The transverse expansion of deconfined matter affects hardly the $M_\perp$
scaling, while for hadron matter the life time is strongly reduced, so that
its contribution to the total spectrum is moderate. In fact, our previous
studies \cite{PRC95} show that the conditions for the $M_\perp$ scaling
are satisfied for radiation from thermalized matter expected to be
created in central collisions at RHIC and LHC.
At the same time the dileptons from correlated open charm and bottom decay
should strongly violate the $M_\perp$ scaling if the $c \bar c$ and
$b \bar b$ pairs are dominantly produced by hard initial parton collisions.
The qualitative argument is as follows: Similar to the Drell-Yan process
the hard charm and bottom pairs are created mainly back-to-back
(unless hard gluon radiation spoils this correlation),
i.e., the pair momentum is preferential $Q_\perp^{Q \bar Q} \approx 0$,
and consequently also the $Q_\perp^{Q \bar Q}$ spectrum at fixed
$M_\perp^{Q \bar Q}$ is strongly
peaked at 0. The subsequent semileptonic decays cause a partial randomization
of the lepton directions but, due to the Lorentz boost effect,
both the leptons still are concentrated at small values of $Q_\perp$.
As a result one can expect that in the large $Q_\perp$ region the
thermal signal sticks out, while the semileptonic decay products
are sharply dropping.

\subsection{Monte Carlo simulations}

To quantify this effect we perform Monte Carlo calculations
generating thermal dielectrons in accordance with the distribution eq.~(9).

Source excerpt:

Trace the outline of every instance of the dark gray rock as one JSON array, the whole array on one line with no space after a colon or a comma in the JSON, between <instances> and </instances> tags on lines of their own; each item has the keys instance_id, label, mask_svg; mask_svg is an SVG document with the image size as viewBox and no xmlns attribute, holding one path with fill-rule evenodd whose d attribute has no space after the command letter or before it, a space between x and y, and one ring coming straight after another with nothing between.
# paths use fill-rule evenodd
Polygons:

Work to do:
(a) In the text on dilepton scaling, how are the hard charm and bottom pairs mainly created?
(b) From the text on dilepton scaling, reproduce word for word the part that begins with "At the same" and ends with "values of $Q_\perp$.".

Task responses:
(a) Mainly back-to-back, similar to the Drell-Yan process.

(b)
At the same time the dileptons from correlated open charm and bottom decay
should strongly violate the $M_\perp$ scaling if the $c \bar c$ and
$b \bar b$ pairs are dominantly produced by hard initial parton collisions.
The qualitative argument is as follows: Similar to the Drell-Yan process
the hard charm and bottom pairs are created mainly back-to-back
(unless hard gluon radiation spoils this correlation),
i.e., the pair momentum is preferential $Q_\perp^{Q \bar Q} \approx 0$,
and consequently also the $Q_\perp^{Q \bar Q}$ spectrum at fixed
$M_\perp^{Q \bar Q}$ is strongly
peaked at 0. The subsequent semileptonic decays cause a partial randomization
of the lepton directions but, due to the Lorentz boost effect,
both the leptons still are concentrated at small values of $Q_\perp$.